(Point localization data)

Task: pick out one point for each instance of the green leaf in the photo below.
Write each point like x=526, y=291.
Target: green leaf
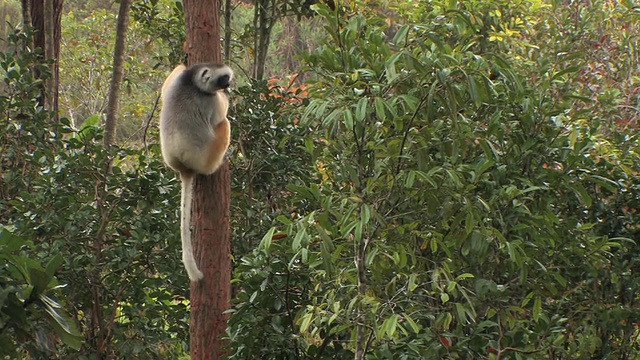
x=64, y=325
x=306, y=322
x=389, y=325
x=265, y=243
x=361, y=109
x=537, y=308
x=569, y=70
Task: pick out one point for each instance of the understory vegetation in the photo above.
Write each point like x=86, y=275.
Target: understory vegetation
x=449, y=180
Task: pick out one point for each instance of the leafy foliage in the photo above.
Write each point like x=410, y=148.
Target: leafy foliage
x=472, y=199
x=107, y=218
x=30, y=310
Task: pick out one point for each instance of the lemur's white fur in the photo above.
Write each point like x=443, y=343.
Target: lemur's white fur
x=194, y=134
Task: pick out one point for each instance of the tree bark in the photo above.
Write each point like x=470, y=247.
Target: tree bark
x=45, y=18
x=210, y=297
x=113, y=106
x=227, y=30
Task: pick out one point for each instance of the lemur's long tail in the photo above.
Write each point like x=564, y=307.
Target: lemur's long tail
x=185, y=228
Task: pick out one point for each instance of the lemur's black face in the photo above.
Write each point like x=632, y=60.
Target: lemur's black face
x=211, y=77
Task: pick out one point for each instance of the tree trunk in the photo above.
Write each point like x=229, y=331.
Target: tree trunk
x=45, y=18
x=210, y=297
x=264, y=17
x=227, y=30
x=113, y=106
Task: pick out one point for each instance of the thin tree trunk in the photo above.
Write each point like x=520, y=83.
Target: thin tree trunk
x=113, y=106
x=49, y=84
x=26, y=19
x=210, y=297
x=45, y=18
x=227, y=30
x=361, y=255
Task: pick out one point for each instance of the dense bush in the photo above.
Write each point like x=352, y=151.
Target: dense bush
x=108, y=215
x=490, y=214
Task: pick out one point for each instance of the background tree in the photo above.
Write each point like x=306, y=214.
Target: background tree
x=119, y=50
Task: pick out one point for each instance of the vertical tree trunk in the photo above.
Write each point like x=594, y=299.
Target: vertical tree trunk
x=113, y=106
x=211, y=296
x=45, y=18
x=227, y=30
x=49, y=84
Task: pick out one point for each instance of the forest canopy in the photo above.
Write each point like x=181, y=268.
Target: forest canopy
x=409, y=180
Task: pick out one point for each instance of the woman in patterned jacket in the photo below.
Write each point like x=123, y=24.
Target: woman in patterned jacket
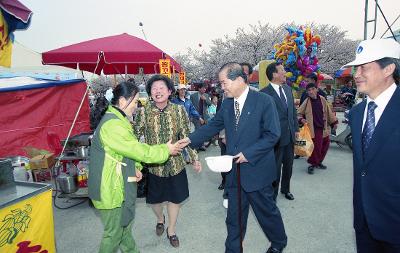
x=158, y=121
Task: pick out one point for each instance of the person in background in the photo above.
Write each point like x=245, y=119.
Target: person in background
x=161, y=120
x=201, y=100
x=212, y=109
x=317, y=112
x=348, y=94
x=181, y=99
x=252, y=130
x=376, y=140
x=284, y=150
x=312, y=78
x=115, y=156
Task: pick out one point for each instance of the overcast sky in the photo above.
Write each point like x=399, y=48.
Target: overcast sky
x=175, y=25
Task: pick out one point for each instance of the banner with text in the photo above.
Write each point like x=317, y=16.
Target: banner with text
x=28, y=226
x=165, y=67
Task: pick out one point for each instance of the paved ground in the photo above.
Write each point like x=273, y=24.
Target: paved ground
x=318, y=220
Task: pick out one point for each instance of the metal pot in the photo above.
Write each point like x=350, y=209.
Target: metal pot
x=67, y=183
x=83, y=152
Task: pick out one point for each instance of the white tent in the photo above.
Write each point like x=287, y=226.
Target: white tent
x=26, y=62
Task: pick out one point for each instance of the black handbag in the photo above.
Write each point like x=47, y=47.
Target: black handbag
x=142, y=184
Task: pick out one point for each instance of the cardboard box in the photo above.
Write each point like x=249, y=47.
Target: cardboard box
x=41, y=175
x=42, y=161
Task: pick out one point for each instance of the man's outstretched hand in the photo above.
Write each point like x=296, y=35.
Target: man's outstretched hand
x=240, y=158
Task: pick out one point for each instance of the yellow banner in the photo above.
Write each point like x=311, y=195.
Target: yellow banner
x=28, y=226
x=182, y=77
x=5, y=43
x=165, y=67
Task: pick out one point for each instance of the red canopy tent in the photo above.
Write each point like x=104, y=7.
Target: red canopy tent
x=35, y=111
x=119, y=54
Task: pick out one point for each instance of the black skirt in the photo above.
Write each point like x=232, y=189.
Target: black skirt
x=172, y=189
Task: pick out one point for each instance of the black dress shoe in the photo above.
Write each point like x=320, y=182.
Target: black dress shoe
x=274, y=250
x=289, y=196
x=310, y=170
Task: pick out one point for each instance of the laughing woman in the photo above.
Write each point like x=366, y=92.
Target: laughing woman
x=158, y=121
x=114, y=168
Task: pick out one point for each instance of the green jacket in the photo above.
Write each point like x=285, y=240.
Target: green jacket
x=116, y=142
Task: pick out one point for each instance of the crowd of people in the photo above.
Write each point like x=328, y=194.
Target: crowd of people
x=259, y=129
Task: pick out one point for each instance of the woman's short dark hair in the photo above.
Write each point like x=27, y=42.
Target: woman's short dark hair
x=123, y=89
x=313, y=76
x=168, y=82
x=248, y=66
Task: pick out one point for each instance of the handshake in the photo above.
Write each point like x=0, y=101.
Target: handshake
x=175, y=148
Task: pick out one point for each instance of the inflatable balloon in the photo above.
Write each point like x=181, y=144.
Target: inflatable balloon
x=298, y=54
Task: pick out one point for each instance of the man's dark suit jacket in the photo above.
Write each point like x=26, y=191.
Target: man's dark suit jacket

◆ Exercise requirements: Please output the entries above exactly, leaving out every picture.

◆ Response to this exercise:
Task: pick out one point for each instance of the green leaf in the photo below.
Write each point like x=526, y=291.
Target: green leaf
x=64, y=325
x=306, y=322
x=389, y=325
x=265, y=243
x=361, y=109
x=537, y=308
x=569, y=70
Task: pick out one point for each instance of the understory vegetation in the photo above.
Write each point like x=86, y=275.
Target: understory vegetation
x=449, y=180
Task: pick out one point for each instance of the leafy foliage in the photo above.
Write each point like x=410, y=148.
Target: leafy foliage
x=472, y=199
x=107, y=218
x=30, y=310
Task: pick out one point for each instance of the lemur's white fur in the photo above.
Write each point like x=443, y=343.
Target: lemur's white fur
x=194, y=134
Task: pick out one point for each instance of the tree bark in the photo above.
Write each point like x=470, y=247.
Target: tree bark
x=45, y=18
x=210, y=297
x=113, y=106
x=227, y=30
Task: pick out one point for each instance of the lemur's long tail in the photo above.
Write each point like x=564, y=307.
Target: lemur's long tail
x=185, y=228
Task: pick out one point for each instance of the lemur's black face in the photo above.
Write each point like x=632, y=60.
Target: lemur's black face
x=211, y=77
Task: pick out one point for each instance of the tree trunk in the photo above.
Write each point like x=229, y=331.
Target: tree trunk
x=45, y=18
x=210, y=297
x=264, y=17
x=227, y=30
x=113, y=106
Task: pick out one point for each instance of the thin tree trunk in the photo above.
Write each point like x=520, y=83.
Target: thin tree trunk
x=113, y=106
x=49, y=84
x=26, y=19
x=210, y=297
x=45, y=18
x=227, y=30
x=361, y=255
Task: pick out one point for each instance of the dense bush in the photo above.
Write each point like x=352, y=151.
Target: dense bush
x=108, y=215
x=490, y=214
Task: pick out one point for each instance of the background tree in the photo above.
Write each point like x=306, y=214.
Target: background tree
x=119, y=50
Task: pick out one point for each instance of the vertical tree trunk in the photo above.
Write each point like x=594, y=299.
Target: vertical tree trunk
x=113, y=106
x=211, y=296
x=45, y=18
x=227, y=30
x=49, y=84
Task: pick out one point for each instance of the forest canopy in the photo above.
Write each point like x=181, y=268.
Target: forest canopy
x=409, y=180
Task: pick out one point for each instance of the woman in patterned jacket in the photo below.
Write each point like x=123, y=24.
Target: woman in patterned jacket
x=158, y=121
Task: pick out one point for each instance of the person in background in the photo above.
Write each point like x=245, y=119.
Target: person in background
x=161, y=120
x=201, y=100
x=212, y=109
x=317, y=112
x=348, y=94
x=181, y=99
x=252, y=130
x=376, y=140
x=284, y=150
x=312, y=78
x=115, y=156
Task: pick out one point for each instance of the overcast sky in the photo above.
Write each point like x=399, y=48.
Target: overcast sky
x=175, y=25
Task: pick out one point for each instance of the banner with text in the photo above.
Write each point like x=317, y=16.
Target: banner with text
x=28, y=226
x=165, y=67
Task: pick out one point for each instance of the paved ground in the photo above.
Write each point like x=273, y=24.
Target: paved ground
x=318, y=220
Task: pick out one point for each instance of the metal pot in the photo above.
Write each point like x=350, y=209.
Target: metal pot
x=67, y=183
x=83, y=152
Task: pick out one point for each instance of the white tent in the photo above.
Write each point like x=287, y=226.
Target: white tent
x=26, y=62
Task: pick out one point for each instance of the black handbag in the photo above.
Write each point like x=47, y=47.
Target: black handbag
x=142, y=184
Task: pick out one point for each instance of the cardboard box in the photo above.
Write each point like x=249, y=47.
Target: cardboard box
x=41, y=175
x=42, y=161
Task: pick out one point for each instance of the man's outstretched hand in the photo above.
Write each point like x=296, y=35.
Target: man's outstretched hand
x=240, y=158
Task: pick out one point for each instance of the yellow banner in the photo above.
Write each point like x=311, y=195.
Target: yellow banner
x=28, y=226
x=182, y=77
x=5, y=43
x=165, y=67
Task: pick out one point for each instance of the red canopy tent in the photo above.
Write each point like x=104, y=7.
Target: red canopy tent
x=35, y=111
x=119, y=54
Task: pick out one point for each instance of the black skirt in the photo above.
Write each point like x=232, y=189.
Target: black skirt
x=172, y=189
Task: pick out one point for each instance of the black dress shoe in the photo above.
Write each point like x=320, y=182.
Target: black dress shoe
x=274, y=250
x=289, y=196
x=310, y=170
Task: pick out one point for each instance of the laughing woman in the photo above.
Write each point like x=366, y=92.
Target: laughing woman
x=158, y=121
x=114, y=168
Task: pick out one point for each instance of the green jacket in the photo above.
Write each point like x=285, y=240.
Target: green jacket
x=116, y=142
Task: pick out one point for each instance of the crowd of people in the photo above.
Write each point like x=328, y=194.
Target: crowd of people
x=259, y=129
Task: pick out one point for each instance of the woman's short dark hair in the photo above.
Write each point like x=27, y=42.
Target: woman's short dark hair
x=123, y=89
x=313, y=76
x=168, y=82
x=248, y=66
Task: pick out one point for each instance of the handshake in the photo above.
Write each point like x=0, y=101.
Target: handshake
x=175, y=148
Task: pick out one point for each instance of the inflatable balloon in the photo above.
Write each point like x=181, y=144.
Target: inflatable balloon
x=298, y=54
Task: pick out one point for each instance of the man's dark suit jacket in the photo above.
Write each point like x=26, y=191.
Target: man's dark suit jacket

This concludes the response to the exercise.